## DOCUMENT EXCERPT
Nigeria’s diaspora remittances are expected to reach $22 billion by 2021, representing a 12 percent rise compared to $19.7 billion in 2016.
This is according to Agusto &Co. Limited, a foremost rating agency, which also estimated a marginal rise of 2 percent in 2022 to $22.5 billion.
Remittances are funds transferred from migrants to their home country. It represents household income from foreign economies arising mainly from the temporary or permanent movement of people to those economies.
Remittances play important roles in the economy, helping to meet the basic needs of recipients
The growth would be driven by two factors; one is an increase in the emigration of white-collar workers particularly to Canada, the United Kingdom, and Australia.
The second growth driver is that the Central Bank will maintain its currency policy all through 2021 and into 2022, which requires Money Transfer Operators (MTOs) to pay beneficiaries in foreign currency and not in naira.

## DATA
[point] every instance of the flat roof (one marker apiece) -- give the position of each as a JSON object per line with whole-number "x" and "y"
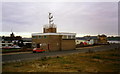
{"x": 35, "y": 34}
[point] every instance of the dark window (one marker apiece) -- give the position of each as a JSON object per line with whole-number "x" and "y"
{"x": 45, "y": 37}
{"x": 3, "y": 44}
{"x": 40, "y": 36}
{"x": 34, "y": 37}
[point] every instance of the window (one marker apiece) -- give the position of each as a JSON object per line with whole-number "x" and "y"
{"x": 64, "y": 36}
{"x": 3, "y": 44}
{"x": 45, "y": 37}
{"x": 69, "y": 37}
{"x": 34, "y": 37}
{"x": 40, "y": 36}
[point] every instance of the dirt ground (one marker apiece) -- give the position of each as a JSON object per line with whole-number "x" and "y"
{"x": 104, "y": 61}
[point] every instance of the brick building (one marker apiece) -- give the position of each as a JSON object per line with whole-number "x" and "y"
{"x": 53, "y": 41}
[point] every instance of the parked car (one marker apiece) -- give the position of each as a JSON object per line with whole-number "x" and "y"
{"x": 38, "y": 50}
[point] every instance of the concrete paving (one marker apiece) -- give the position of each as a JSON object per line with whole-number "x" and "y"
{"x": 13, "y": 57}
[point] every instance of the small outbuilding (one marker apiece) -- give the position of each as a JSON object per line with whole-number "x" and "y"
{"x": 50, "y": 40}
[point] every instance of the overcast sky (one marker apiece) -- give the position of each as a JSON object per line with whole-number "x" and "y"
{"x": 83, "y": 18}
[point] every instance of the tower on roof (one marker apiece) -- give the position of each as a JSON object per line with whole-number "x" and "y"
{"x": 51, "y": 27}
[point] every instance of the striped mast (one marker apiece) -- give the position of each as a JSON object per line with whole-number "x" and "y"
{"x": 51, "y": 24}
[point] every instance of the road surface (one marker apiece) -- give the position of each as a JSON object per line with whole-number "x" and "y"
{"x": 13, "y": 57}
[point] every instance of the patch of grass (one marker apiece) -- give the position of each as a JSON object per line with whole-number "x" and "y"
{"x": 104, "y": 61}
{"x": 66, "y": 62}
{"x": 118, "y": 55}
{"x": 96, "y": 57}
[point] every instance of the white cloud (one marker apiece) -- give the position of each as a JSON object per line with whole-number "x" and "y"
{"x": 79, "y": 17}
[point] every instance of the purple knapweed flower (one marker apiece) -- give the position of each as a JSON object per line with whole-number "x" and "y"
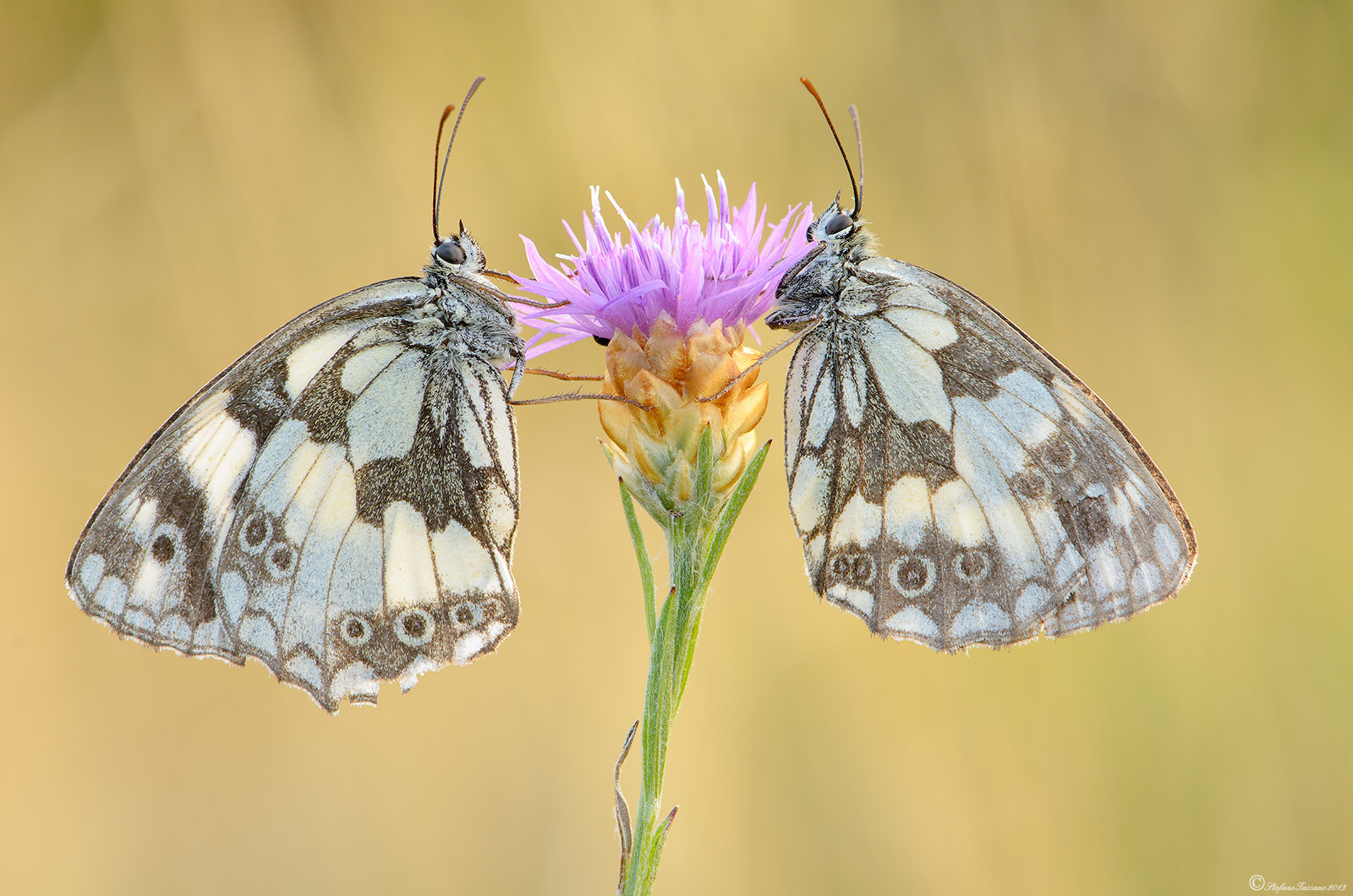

## REQUIRED WORK
Continue the article on Nigeria's diaspora remittance forecast after its final sentence.

## OUTPUT FOR THIS TASK
Nigeria’s diaspora remittances fell by 12 percent to $21 billion in 2020 from about $23.8 billion the prior year.
On November 30, 2020, the CBN said in a circular that beneficiaries of remittance flows through an international money transfer organisation (IMTO) shall only receive such inflows in foreign currency (US dollars) through any bank of their choice.
However Agusto & Co. noted some risks to its forecast, which include economic effects of the COVID-19 pandemic, policy changes by the Central Bank, high remittance costs, and stringent financial regulations.
Presenting a new report on ‘2021 Nigeria Diaspora Remittance Report & Survey’, via zoom, Jimi Ogbobine, head of Consulting at Agusto Consulting, a pan-African credit rating agency noted that Nigeria recorded the worst contractions amongst Africa’s top 7 in 2020 of about 11.9 percent.
The report stated that all of Africa’s top 7 diaspora recipients experienced dips in remittance inflows in 2020 barring Kenya alone which grew by 2.8 percent.
“Nigeria’s domestic policy conundrum on foreign exchange creating as many challenges to the wider macro contractions caused by the pandemic,” Ogbobine said.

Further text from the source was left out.